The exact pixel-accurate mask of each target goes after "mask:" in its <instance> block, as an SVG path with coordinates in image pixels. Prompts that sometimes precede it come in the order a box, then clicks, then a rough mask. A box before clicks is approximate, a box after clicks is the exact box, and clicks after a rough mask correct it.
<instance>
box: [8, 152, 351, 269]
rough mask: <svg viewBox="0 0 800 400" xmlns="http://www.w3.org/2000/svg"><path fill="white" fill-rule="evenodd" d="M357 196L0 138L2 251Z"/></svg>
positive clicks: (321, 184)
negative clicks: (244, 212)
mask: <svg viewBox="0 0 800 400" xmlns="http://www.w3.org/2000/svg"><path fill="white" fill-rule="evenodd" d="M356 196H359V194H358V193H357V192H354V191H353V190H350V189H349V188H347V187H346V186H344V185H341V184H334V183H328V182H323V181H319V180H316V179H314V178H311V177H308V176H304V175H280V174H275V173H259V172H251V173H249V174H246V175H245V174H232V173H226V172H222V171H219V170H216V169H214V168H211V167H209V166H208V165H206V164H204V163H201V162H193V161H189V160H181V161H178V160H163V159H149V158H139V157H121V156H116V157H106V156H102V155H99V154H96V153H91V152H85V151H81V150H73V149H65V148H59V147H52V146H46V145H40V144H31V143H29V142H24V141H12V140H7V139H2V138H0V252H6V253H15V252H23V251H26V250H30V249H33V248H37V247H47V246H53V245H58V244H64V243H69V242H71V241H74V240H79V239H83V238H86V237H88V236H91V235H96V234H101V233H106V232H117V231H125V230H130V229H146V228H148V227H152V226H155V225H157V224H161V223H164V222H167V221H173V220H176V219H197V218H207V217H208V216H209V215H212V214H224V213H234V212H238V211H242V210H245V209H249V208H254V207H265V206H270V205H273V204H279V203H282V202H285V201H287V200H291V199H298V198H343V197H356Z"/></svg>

What the task asks: The stopping point is the line containing "positive clicks: (321, 184)". Reproduce exactly every line of the material from the first through that one.

Output of the exercise:
The exact pixel-accurate mask of each target goes after "mask:" in its <instance> block, as an SVG path with coordinates in image pixels. Prompts that sometimes precede it come in the order a box, then clicks, then a rough mask. A box before clicks is approximate, a box after clicks is the exact box, and clicks after a rough mask correct it.
<instance>
box: [8, 152, 351, 269]
rough mask: <svg viewBox="0 0 800 400" xmlns="http://www.w3.org/2000/svg"><path fill="white" fill-rule="evenodd" d="M357 196L0 138L2 251Z"/></svg>
positive clicks: (321, 184)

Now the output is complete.